Aim of the task | Please retype the records below exactly, leaving out any pictures.

########

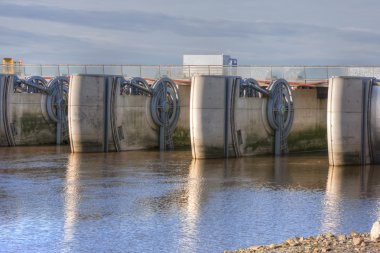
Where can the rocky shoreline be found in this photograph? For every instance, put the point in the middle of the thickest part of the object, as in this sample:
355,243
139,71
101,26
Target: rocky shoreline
355,242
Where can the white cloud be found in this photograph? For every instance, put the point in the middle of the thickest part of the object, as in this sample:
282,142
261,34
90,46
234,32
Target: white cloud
255,32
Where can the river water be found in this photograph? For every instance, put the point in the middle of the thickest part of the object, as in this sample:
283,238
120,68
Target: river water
147,201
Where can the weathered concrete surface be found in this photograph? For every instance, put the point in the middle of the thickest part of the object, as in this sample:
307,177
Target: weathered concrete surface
346,126
133,120
309,127
181,135
86,113
30,126
100,119
24,115
248,127
210,103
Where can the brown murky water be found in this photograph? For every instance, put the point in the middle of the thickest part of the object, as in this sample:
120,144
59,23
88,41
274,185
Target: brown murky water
54,201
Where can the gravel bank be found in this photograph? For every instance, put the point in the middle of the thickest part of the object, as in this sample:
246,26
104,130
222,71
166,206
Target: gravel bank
355,242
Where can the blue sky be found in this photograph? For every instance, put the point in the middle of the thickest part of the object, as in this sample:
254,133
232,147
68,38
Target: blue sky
265,32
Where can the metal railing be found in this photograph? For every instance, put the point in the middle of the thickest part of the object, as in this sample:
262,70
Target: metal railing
301,74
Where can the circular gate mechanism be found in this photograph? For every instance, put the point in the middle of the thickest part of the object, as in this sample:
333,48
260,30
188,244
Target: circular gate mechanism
280,113
165,108
57,99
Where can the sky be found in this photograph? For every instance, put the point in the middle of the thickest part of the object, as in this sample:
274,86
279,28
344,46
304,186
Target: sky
256,32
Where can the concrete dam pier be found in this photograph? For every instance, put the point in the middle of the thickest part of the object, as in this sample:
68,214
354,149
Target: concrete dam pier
232,117
353,120
215,116
109,113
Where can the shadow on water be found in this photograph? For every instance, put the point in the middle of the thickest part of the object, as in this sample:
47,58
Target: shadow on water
145,200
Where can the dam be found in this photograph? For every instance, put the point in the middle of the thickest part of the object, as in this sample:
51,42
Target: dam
216,111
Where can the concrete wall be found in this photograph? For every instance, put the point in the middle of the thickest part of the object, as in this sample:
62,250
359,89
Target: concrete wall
29,120
309,130
181,135
347,120
101,120
249,130
24,117
134,120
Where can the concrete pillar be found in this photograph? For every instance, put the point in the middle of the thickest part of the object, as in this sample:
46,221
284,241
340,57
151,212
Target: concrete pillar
347,120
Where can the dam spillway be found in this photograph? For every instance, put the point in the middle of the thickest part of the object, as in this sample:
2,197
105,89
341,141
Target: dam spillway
112,113
307,133
33,111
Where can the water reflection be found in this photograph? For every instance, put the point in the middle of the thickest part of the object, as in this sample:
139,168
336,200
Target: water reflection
348,182
71,196
167,202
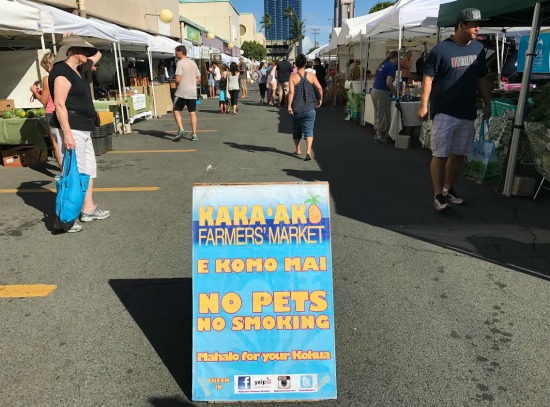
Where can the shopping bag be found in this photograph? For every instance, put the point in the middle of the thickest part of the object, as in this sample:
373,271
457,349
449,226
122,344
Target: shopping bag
483,164
71,190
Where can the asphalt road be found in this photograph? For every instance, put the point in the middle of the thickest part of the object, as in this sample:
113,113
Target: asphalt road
430,310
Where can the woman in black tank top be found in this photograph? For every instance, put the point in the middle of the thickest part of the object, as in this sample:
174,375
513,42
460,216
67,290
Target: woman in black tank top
304,97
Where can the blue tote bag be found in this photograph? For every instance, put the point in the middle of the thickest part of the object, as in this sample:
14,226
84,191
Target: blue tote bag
71,190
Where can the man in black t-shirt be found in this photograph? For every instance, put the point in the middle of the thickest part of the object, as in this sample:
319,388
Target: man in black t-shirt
284,69
454,72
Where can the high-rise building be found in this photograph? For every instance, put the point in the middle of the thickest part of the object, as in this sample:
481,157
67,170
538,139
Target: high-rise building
343,9
281,25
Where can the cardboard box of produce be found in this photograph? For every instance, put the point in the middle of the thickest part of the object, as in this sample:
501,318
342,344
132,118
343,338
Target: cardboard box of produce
7,104
105,118
21,156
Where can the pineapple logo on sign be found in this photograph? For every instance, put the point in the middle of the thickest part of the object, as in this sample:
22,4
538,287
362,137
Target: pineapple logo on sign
314,214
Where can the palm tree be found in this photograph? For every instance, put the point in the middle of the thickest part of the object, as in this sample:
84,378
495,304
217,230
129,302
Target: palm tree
289,12
267,23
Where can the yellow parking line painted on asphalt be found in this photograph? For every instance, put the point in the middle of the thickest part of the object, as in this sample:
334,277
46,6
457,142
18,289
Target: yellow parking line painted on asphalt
149,151
198,118
127,189
48,190
26,290
198,131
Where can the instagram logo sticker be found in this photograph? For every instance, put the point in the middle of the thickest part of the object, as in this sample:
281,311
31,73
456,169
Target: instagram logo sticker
306,382
283,382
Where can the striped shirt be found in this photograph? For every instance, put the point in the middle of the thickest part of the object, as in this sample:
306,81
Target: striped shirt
304,96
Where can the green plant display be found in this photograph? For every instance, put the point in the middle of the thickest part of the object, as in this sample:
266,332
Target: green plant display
540,110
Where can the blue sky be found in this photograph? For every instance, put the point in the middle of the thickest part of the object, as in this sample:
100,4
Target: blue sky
316,14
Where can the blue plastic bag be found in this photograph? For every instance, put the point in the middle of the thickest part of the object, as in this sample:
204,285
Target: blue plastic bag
483,165
71,190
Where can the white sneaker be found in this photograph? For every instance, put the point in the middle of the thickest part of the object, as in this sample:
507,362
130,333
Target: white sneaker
61,227
96,214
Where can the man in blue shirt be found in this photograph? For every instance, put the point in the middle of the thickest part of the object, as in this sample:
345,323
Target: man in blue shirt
454,72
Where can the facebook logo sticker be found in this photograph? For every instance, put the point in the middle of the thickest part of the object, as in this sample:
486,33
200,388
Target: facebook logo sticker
244,382
306,382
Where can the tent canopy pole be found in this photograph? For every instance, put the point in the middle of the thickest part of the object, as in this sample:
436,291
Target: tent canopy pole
522,101
118,73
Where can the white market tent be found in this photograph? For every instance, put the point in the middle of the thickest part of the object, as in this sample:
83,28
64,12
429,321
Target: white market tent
20,18
353,27
312,55
63,22
406,13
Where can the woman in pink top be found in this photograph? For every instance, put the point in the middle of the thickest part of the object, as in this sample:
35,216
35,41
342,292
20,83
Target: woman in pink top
44,96
272,83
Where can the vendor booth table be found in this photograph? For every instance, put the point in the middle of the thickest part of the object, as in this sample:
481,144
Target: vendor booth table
16,131
407,117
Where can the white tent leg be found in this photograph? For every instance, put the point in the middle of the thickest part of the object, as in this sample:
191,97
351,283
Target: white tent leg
118,75
122,72
399,62
53,44
499,68
150,58
503,45
522,101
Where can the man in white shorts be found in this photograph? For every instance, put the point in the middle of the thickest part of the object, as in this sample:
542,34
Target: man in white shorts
453,73
187,77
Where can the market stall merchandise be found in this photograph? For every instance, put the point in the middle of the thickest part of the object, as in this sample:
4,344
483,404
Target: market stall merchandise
506,13
17,131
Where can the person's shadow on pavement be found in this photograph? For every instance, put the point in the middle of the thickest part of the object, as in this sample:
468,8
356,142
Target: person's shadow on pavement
35,194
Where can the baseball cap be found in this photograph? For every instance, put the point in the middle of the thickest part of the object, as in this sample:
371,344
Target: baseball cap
73,41
470,15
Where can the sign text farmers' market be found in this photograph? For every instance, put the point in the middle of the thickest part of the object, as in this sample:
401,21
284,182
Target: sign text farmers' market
243,225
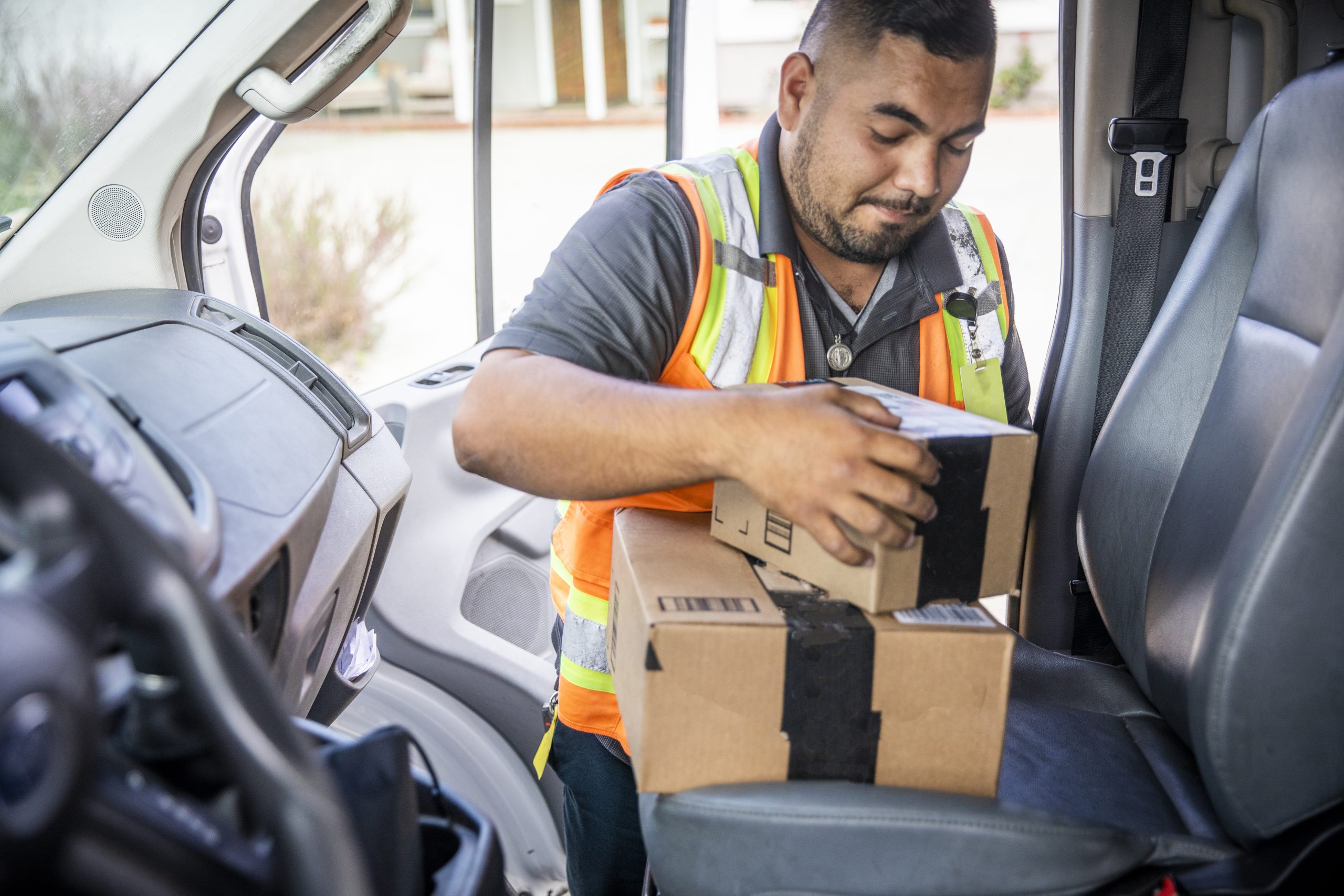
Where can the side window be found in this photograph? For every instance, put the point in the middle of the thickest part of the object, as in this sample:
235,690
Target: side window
362,214
365,234
580,93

########

Response |
Where can the rocky shoreline be found in this photograph? For every instance, put the point in the middle of the thickest part of the object, as in this sample:
355,243
139,71
101,26
Target: rocky shoreline
355,242
Where can the white cloud be found in this photograph? For every instance, put the point in the middle of the thickest part of the object, as in this sample:
282,142
261,34
90,46
234,32
Target: white cloud
255,32
Where can the river water be found in this photograph? For every instance, put the point in the middle of the thickest part of the object, as in this sample:
283,238
120,68
Target: river water
147,201
Where can the weathered concrete surface be found in this photograph? For every instance, put the point in the middle of the thickest part of the object, as in this sample:
307,177
Target: weathered concrete surface
346,126
133,120
309,127
181,135
86,113
30,126
100,119
24,115
248,127
210,103
Where can the brown murky water be found in this photograph? For every instance, put the point in the middle of the thickest part of the object, as in this sample:
120,144
59,23
88,41
274,185
Target: brown murky water
54,201
Where can the gravel bank be found in this photograph? For every instance, put the point in the middle of the thickest part of the object, as in this sample:
246,26
104,130
222,71
166,206
Target: gravel bank
355,242
Where can the blue sky be found in this photograph? For every instance, put the point in the middle of the thickest part of the object, as in this sample:
254,133
232,147
68,38
Target: blue sky
265,32
Where can the metal railing be found in this photograph? For every instance, put the point in the middle of the thickest part of the object, as in this sample:
262,70
Target: metal railing
301,74
Where can the circular gate mechanism be found in this photograph? For every instance, put the point in the middle of the thickest part of the object, as in this sample:
333,48
260,30
188,244
Target: circular gate mechanism
280,113
165,108
57,99
Where can the sky be found in this photograph? For every instance, put the point in the middle of the thickest part of the object, as in this sample:
274,86
279,28
344,46
304,186
Target: sky
256,32
Where can the concrete dam pier be found in this photograph? For every instance, put the point in the middle of the thickest part of the object, as in this sample:
68,214
354,149
Target: concrete dam pier
232,117
353,120
215,116
109,113
Where can the shadow on water be found in this photograph? For every instance, put the point in the middle of the thickest part of the object, as in this sample:
47,58
Target: shadow on water
145,200
Where can the dam be found in this photograph? For every instance, put the point in the middle of the thickest part of the object, as in this sample:
51,42
Target: dam
216,111
Where can the concrete wall be found in this photograph? For every instance, put the point in the middle of the thickest part of the object, as in this sample:
62,250
359,89
Target: concrete wall
29,120
309,130
181,135
347,120
101,120
249,130
24,117
134,120
Where can the concrete pillar be found in this photograph? For every instance, put the point in the middle of the thickest part of the object, as in this sample:
46,221
284,241
340,57
151,212
Target: concrete pillar
347,120
Where can the dam spillway be found in this photograph? For every instance, put the point in the middle of the thickest part of the object, as in this sample:
2,197
105,89
341,141
Target: dam spillway
112,113
307,133
33,111
Where can the water reflection be found in this photograph? For every instance, put the point in the middle of the thickest part of the object, as in this sample:
139,168
336,200
Target: water reflection
348,182
71,196
167,202
Where can the shopping bag be found in this photograph? For every instance, put the point in the middle of the thickest part of the object, as in this sample:
373,271
457,349
449,226
122,344
Target: shopping bag
483,164
71,190
Where can the asphalt road be found in this photograph? For every instance, put the point in the middle of the thickest part of the object, as in this sample:
113,113
Target: asphalt road
430,310
Where can the woman in black tank top be found in this photograph? For every instance, put the point in the middle of the thickest part of the object, as in this sample:
174,375
513,42
460,216
67,290
Target: woman in black tank top
304,97
Where can the blue tote bag be found in this photograph? For every instance, put the point in the middle of the thickest part of the object, as in this sample:
14,226
84,191
Target: blue tote bag
71,190
Where can the man in black t-shirt be found in this photograph? For every instance, put the point in the middle of the thickest part of the object, as in this sample:
319,388
Target: man in black t-shirt
284,69
454,72
Where can the high-rise building be found in this photograph? For every instance, put the point in the middle of the thickest part of the object, as in this sample:
481,157
67,170
538,139
Target: high-rise building
343,9
281,25
Where can the cardboard box of produce be found in this photograph? For every instance, put the point in the middle of the thickest part of the object, as in this sample:
501,318
342,344
132,118
343,338
Target: cardboard box of produce
7,104
105,118
21,156
Where can the pineapple logo on sign be found in this photograph? For every instance, put the point in the middle of the thickest part of the object, as in this sample:
22,4
538,287
362,137
Target: pineapple logo on sign
314,214
Where can the palm tree be found in this photograph? For every instance, put the point in the middle of the thickest part of the object, as in this sample:
84,378
495,304
217,230
129,302
Target: palm tree
289,12
267,23
Where can the yellow parking line painted on asphalt be found in this photograph? For every instance, put the point in the middle of the thickest part of the object, as in this sample:
334,277
46,6
457,142
18,289
Target: yellow parking line painted on asphalt
149,151
198,118
127,189
48,190
26,290
198,131
Where can the instagram logo sticker be found in this photograph? For every instance, put the point in the middle of the thickest part of the object, as in this sample:
281,311
31,73
456,169
Target: instagram logo sticker
306,382
283,382
Where can the striped shirt be found in this photograph? For every instance, put the point in the middle of the thickest part of the object, as in this sample:
306,81
Target: striped shirt
304,96
Where can the green plant display be found in this photograph? For every instance, put the point in the middle of the thickest part of the object, as in this sample:
266,332
Target: green plant display
540,110
Where can the blue sky be found in this photograph? For every instance, put the point in the middle of the thickest part of the object, as in this sample:
100,4
Target: blue sky
316,14
Where can the blue plastic bag be found in this photograph? For every instance, put the point in the middle of the thickest part of the object, as in this sample:
204,285
Target: blue plastic bag
483,165
71,190
Where can the white sneaker be found in this photograph? For every instance, put the point in the middle of the thickest part of the object, as in this sample:
507,362
130,333
Target: white sneaker
61,227
96,214
Where can the man in blue shirt be found in this photograph? For every instance, put the point in the middle of the thickest part of the object, as in this sample:
345,323
Target: man in blue shirt
454,72
Where can the facebook logo sticker be found in this photograph? For every instance, put the point in the middle of the thickest part of the object, as in this sample:
486,33
200,388
Target: facebook logo sticker
244,382
306,382
Where can the tent canopy pole be found in this photograph? For every instance, put the point in the middle of the thickest part of the object, as in this sample:
436,291
Target: tent canopy pole
522,101
118,73
Where can the white market tent be found in this photograph? For every instance, put the point in the middle of the thickest part of the object, as in this sample:
83,28
64,12
429,321
Target: white market tent
20,18
353,27
312,55
63,22
406,13
Where can the woman in pink top be found in this photograph? For every instance, put the point in the middle of the thickest part of the object, as in this sample:
35,216
35,41
342,292
20,83
Target: woman in pink top
44,96
272,83
Where can the vendor booth table be found in this photograph? For every instance, put the point in the middle of the thickest part of the object, as in this sample:
481,144
Target: vendor booth table
16,131
407,117
Where can the white tent leg be found in this photograph? For every instance, put the point in the middle of the thickest part of the object, as in this sample:
191,97
351,283
Target: white tent leg
118,75
122,72
399,62
53,44
499,68
150,58
503,45
522,101
Where can the man in white shorts be found in this photograph? For every instance, put the point in the middle of the thickest part of the object, as in this sample:
542,34
Target: man in white shorts
453,73
187,77
Where can the market stall merchandise be found in this photograph? For every instance, put the point in the middle of the thickest part of the object, as in this sample:
4,344
483,404
Target: market stall merchandise
506,13
17,131
Where can the person's shadow on pavement be found in this photograph? For every instance, put the point in the middle of the thickest part of the object, as in this sample:
468,8
356,142
Target: person's shadow on pavement
35,194
Where can the baseball cap be found in this photograph? For every instance, put the point in the middle of the thickest part of the object, as in this sample:
371,344
Target: baseball cap
73,41
470,15
Where can the sign text farmers' market be found in this photograph? For every instance, put the point in the middle of the thickest part of the object, as in this sample:
401,21
284,182
Target: sign text farmers' market
243,225
Where can the side window be found in this photograph? For every instance, put the point in the middle of the thickest part of the object, as in this sample:
235,690
Target: side window
362,214
365,234
580,93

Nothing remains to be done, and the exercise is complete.